(Free-text object descriptions)
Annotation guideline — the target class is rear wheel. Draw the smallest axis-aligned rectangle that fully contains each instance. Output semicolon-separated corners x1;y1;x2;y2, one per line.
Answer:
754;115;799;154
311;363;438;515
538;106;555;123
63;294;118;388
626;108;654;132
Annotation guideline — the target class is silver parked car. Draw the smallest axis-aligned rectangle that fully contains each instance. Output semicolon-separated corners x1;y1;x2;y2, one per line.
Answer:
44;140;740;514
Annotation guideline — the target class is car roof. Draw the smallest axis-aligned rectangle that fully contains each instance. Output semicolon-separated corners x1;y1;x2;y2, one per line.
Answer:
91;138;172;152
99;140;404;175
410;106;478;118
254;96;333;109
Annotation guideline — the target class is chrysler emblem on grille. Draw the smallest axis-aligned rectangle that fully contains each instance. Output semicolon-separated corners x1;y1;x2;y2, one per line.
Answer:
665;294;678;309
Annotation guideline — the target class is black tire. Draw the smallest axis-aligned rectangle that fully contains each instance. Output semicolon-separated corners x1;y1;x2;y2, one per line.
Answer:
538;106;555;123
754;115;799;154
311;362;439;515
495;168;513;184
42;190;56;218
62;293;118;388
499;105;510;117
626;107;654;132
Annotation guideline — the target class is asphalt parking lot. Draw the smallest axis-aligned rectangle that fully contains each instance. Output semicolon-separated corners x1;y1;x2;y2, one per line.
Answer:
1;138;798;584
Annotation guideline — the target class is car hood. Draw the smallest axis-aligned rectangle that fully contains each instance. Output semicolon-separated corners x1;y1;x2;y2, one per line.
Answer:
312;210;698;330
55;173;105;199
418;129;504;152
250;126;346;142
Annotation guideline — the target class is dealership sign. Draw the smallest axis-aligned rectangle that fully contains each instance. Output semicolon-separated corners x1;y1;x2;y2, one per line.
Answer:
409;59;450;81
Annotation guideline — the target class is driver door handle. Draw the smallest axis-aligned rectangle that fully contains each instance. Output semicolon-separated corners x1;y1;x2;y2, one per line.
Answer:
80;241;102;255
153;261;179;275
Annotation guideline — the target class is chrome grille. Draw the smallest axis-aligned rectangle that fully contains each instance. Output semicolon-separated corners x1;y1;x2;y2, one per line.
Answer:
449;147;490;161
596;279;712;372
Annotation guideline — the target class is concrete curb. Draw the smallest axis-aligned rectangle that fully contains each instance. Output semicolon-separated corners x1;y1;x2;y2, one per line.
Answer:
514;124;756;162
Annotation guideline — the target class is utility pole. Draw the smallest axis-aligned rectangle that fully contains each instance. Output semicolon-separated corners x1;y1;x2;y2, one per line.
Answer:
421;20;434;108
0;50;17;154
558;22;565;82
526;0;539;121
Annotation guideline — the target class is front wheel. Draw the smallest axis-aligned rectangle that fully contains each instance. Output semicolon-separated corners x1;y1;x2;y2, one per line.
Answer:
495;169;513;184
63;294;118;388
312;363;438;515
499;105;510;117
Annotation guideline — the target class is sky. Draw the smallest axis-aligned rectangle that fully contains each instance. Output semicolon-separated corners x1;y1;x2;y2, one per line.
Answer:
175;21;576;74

- _WHAT THE TASK REQUIRES_
Within the data above, how many lines include the string "grille"? Only the number is required.

- _RESPONSE FOR THIS EXERCISE_
2